◆ Records of labeled boxes ◆
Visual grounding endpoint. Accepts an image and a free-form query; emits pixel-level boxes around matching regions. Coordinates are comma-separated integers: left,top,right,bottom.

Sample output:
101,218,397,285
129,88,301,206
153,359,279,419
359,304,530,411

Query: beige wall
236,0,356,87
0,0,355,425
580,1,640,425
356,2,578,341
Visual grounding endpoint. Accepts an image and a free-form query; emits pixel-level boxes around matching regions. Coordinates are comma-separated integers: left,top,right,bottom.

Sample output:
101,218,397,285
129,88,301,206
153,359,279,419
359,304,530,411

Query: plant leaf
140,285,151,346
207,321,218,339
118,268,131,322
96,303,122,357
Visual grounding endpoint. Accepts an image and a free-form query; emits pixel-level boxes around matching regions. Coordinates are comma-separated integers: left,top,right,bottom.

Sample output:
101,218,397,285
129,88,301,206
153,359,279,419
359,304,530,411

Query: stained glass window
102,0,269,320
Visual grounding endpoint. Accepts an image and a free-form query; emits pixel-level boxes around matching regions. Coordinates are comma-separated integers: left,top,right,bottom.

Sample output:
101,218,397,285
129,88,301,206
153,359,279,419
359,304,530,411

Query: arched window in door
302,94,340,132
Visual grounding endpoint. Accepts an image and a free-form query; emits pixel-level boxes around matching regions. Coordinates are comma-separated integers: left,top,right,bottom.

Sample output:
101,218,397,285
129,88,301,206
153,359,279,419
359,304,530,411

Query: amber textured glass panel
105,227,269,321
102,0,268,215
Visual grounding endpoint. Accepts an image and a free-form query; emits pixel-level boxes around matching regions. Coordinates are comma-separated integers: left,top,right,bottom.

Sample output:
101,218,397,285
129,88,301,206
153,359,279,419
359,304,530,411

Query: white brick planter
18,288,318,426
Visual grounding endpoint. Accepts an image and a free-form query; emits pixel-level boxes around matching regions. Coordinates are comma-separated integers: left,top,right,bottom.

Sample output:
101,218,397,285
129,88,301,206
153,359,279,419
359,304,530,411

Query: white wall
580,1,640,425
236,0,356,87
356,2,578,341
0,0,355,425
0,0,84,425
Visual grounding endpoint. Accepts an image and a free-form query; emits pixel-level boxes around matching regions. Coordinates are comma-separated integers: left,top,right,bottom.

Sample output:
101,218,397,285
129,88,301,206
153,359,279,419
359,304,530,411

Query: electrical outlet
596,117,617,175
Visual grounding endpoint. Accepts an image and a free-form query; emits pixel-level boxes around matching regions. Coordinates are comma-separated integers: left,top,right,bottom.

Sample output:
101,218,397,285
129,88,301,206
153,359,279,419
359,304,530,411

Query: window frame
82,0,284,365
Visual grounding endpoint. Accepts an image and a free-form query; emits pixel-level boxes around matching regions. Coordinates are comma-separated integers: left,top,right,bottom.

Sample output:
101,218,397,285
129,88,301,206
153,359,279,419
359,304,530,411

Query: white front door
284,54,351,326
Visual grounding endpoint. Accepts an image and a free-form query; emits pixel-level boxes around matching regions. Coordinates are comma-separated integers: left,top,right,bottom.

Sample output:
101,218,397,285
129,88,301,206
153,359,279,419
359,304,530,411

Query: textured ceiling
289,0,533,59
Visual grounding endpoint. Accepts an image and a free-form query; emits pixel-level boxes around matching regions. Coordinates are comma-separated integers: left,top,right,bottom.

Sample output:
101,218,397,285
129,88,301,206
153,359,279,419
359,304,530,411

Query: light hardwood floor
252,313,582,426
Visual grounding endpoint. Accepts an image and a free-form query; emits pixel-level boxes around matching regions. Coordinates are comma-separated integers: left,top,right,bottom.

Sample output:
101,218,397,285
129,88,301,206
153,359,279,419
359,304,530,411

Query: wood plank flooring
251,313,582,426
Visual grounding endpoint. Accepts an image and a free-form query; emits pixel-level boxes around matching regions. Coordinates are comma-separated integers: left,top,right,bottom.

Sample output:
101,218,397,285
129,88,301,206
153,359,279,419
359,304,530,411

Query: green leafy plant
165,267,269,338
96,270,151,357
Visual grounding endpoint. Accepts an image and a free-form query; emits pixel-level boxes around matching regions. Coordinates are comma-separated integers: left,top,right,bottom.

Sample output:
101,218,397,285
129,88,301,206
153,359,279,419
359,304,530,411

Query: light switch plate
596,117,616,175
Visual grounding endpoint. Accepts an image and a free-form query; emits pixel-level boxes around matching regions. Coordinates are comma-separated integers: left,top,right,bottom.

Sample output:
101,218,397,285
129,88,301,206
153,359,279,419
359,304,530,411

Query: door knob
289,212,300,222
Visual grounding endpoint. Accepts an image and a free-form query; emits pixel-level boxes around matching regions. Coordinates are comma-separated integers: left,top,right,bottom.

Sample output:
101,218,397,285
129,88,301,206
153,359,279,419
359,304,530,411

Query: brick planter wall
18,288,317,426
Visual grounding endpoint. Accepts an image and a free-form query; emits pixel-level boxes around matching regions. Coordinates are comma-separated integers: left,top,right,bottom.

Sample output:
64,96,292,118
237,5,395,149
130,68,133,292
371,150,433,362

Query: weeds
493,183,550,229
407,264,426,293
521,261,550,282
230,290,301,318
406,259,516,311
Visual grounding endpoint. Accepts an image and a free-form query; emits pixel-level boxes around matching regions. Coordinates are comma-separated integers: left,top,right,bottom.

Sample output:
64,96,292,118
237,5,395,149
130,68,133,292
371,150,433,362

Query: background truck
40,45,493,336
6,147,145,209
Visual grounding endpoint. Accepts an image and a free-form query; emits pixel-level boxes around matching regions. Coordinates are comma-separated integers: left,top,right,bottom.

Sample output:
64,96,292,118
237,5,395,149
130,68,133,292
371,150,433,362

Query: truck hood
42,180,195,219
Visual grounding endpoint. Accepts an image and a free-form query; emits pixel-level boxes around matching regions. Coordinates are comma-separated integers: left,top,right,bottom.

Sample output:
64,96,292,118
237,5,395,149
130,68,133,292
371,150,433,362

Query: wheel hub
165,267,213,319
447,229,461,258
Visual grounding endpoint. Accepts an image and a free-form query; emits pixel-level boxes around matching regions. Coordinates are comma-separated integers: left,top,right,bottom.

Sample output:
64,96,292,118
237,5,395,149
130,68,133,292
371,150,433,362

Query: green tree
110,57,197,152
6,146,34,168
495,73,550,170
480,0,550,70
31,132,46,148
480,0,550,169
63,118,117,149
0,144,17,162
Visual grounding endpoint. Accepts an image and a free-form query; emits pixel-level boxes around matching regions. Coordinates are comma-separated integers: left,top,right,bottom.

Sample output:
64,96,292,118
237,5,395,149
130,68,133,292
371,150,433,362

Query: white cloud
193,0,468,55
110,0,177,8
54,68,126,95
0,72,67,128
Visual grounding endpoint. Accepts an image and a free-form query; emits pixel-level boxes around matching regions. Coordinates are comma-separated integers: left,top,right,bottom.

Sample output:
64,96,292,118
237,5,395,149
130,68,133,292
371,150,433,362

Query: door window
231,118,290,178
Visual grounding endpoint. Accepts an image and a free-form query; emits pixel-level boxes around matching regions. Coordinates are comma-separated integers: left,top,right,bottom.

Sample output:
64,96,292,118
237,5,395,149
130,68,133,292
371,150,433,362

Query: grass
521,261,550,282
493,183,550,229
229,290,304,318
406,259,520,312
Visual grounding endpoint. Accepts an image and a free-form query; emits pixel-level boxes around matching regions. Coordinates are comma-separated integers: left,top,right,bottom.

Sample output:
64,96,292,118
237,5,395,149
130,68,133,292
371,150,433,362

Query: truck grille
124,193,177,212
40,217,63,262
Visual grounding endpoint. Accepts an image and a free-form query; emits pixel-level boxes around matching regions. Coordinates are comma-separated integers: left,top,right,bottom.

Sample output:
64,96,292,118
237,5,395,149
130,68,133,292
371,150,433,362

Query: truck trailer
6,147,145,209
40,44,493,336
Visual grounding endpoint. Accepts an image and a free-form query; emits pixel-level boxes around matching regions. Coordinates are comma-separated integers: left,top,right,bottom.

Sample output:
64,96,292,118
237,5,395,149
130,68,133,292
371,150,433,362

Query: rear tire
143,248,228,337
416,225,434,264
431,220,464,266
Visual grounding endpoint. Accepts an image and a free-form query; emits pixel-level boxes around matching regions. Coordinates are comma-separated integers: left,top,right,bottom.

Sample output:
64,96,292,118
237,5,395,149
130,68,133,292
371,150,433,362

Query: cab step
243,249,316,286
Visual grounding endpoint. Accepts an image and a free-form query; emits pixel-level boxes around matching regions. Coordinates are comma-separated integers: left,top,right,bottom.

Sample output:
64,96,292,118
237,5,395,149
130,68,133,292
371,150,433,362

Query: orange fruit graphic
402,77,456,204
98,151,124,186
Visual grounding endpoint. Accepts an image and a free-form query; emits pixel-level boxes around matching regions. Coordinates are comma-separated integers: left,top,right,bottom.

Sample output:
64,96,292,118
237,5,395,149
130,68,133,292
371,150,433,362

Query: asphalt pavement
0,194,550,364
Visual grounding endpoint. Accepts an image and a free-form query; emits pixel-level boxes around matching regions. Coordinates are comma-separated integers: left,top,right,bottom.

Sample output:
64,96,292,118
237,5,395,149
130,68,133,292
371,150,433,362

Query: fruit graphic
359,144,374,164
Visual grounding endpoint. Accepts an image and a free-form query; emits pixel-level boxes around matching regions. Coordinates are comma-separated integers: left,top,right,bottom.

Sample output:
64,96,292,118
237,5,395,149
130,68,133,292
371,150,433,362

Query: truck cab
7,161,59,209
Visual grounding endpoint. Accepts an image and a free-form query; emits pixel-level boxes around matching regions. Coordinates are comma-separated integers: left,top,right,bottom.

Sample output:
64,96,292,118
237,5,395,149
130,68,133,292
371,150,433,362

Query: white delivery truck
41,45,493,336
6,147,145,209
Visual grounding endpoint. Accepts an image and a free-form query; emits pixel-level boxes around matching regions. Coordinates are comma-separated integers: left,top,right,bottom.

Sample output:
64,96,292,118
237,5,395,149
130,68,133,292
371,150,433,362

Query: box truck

◆ WHAT YOU SHOULD DO ◆
Show every line of the records above that contains the word "textured".

◆ FINAL ANSWER ◆
Query: amber textured glass panel
Query: textured ceiling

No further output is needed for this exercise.